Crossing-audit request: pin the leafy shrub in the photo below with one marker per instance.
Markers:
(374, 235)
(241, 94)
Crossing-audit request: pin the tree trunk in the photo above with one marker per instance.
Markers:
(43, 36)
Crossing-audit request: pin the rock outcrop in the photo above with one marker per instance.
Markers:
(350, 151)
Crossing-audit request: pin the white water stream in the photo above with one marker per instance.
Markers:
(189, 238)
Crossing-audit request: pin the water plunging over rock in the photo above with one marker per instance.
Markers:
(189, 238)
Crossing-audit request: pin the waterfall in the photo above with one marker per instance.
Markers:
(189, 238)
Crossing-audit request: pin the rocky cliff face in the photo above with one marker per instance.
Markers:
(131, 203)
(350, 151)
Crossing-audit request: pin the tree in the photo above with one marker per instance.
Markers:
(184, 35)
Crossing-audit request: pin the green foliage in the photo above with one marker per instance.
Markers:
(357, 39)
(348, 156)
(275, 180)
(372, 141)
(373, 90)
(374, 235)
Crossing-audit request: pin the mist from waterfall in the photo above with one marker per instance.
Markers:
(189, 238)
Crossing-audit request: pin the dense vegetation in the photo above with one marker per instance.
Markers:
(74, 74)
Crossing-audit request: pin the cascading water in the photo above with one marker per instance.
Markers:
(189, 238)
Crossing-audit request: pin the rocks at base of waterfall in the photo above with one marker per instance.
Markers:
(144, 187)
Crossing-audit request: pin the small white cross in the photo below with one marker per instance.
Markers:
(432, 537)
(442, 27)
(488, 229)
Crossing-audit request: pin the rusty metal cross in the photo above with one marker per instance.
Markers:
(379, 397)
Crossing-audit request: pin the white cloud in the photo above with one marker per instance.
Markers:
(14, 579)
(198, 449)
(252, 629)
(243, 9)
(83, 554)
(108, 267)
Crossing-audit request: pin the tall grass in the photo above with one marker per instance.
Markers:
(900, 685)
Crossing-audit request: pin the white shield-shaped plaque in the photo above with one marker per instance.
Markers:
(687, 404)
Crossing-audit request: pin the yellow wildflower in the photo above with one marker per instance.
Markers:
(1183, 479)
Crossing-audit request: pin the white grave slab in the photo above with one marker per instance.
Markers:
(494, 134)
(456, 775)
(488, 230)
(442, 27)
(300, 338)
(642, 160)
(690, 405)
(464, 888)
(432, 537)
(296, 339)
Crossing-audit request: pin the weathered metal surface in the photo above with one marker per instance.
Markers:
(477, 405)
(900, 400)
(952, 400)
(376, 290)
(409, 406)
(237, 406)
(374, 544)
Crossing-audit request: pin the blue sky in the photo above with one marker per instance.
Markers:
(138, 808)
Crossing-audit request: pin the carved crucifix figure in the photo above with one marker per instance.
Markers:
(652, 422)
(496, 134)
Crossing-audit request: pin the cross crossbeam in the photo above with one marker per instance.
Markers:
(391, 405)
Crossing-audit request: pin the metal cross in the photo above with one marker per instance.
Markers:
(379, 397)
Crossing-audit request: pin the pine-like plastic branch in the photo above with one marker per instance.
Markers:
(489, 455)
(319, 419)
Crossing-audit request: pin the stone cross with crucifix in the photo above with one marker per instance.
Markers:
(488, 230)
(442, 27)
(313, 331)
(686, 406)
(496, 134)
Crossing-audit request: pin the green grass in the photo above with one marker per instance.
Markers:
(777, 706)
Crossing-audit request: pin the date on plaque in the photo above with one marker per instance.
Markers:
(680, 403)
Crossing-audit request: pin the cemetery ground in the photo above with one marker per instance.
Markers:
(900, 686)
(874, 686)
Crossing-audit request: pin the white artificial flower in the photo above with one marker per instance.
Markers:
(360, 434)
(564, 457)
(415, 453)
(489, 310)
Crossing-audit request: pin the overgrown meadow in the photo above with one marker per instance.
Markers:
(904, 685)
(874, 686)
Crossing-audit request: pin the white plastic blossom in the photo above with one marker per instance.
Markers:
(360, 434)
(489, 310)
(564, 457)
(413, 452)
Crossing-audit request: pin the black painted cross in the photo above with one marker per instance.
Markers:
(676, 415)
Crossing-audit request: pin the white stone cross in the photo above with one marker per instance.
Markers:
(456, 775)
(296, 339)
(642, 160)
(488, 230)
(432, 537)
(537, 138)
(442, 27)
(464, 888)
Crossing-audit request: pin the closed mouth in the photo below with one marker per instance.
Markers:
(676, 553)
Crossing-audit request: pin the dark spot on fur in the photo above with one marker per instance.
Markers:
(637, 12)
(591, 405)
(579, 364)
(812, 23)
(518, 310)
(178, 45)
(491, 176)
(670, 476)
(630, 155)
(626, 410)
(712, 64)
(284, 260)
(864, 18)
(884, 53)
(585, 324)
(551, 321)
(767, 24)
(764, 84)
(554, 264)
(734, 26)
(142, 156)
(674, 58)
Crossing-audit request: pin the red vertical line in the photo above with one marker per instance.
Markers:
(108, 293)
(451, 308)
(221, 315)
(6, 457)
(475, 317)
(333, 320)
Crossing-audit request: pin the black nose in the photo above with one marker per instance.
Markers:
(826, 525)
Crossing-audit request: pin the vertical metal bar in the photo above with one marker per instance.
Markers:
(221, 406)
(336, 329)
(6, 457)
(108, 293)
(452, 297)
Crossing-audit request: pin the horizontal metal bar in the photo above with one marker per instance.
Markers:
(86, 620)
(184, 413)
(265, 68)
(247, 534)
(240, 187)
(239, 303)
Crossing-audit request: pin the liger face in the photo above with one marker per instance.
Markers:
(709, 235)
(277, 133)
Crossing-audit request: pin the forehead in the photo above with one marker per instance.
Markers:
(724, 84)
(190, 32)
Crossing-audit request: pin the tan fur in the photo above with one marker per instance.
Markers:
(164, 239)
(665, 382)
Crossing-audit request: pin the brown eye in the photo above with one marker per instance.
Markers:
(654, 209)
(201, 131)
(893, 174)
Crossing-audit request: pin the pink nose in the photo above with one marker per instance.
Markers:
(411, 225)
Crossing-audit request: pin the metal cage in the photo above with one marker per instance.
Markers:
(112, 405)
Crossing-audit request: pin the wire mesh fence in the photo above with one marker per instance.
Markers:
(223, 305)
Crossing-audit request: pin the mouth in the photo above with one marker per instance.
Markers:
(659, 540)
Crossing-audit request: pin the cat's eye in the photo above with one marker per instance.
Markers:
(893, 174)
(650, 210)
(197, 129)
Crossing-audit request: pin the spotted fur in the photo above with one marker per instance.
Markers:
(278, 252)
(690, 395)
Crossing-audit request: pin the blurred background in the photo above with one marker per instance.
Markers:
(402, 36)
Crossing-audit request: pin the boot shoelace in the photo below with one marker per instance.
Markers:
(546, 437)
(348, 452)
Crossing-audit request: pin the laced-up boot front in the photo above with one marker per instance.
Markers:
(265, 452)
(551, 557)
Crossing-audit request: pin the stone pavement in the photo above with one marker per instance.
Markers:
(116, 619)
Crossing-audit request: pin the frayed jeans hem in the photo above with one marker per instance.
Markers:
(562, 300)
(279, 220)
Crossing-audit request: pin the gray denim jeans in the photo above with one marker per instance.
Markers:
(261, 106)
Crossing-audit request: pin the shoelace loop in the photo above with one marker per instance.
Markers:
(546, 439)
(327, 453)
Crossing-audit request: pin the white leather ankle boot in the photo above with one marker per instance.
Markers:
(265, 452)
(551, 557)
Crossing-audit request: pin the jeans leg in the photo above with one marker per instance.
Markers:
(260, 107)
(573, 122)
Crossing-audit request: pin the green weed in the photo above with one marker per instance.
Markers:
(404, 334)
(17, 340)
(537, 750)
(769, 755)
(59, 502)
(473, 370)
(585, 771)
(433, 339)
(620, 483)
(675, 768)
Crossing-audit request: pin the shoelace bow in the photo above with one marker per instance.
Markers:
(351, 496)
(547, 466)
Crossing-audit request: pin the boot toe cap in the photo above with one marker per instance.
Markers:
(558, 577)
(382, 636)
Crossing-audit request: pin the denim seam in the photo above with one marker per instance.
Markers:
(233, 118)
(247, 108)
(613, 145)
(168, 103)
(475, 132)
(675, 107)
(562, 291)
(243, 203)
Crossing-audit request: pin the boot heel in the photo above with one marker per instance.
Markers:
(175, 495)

-.-.-

In the listing above, find the line with "Crossing-audit request: pin the green weed" and set down that line and all after it exactly, through the final line.

Crossing-audit request: pin the green weed in the photo above with one marker per instance.
Markers:
(404, 334)
(17, 340)
(537, 750)
(769, 755)
(59, 502)
(473, 370)
(585, 771)
(433, 339)
(620, 483)
(675, 768)
Crossing-audit request: pin the shoelace bow in the photo above with one marker per instance.
Markers:
(351, 496)
(547, 466)
Crossing-audit request: pin the boot toe cap in the photo above with one marker per instance.
Markers:
(558, 577)
(382, 636)
Crossing-audit request: pin the denim seam in the photo above with one marker per instance.
Markers:
(233, 118)
(247, 108)
(613, 145)
(168, 103)
(475, 132)
(675, 107)
(562, 291)
(243, 203)
Crossing-audit request: pin the boot heel in the photo above with one marker per instance.
Markers:
(175, 495)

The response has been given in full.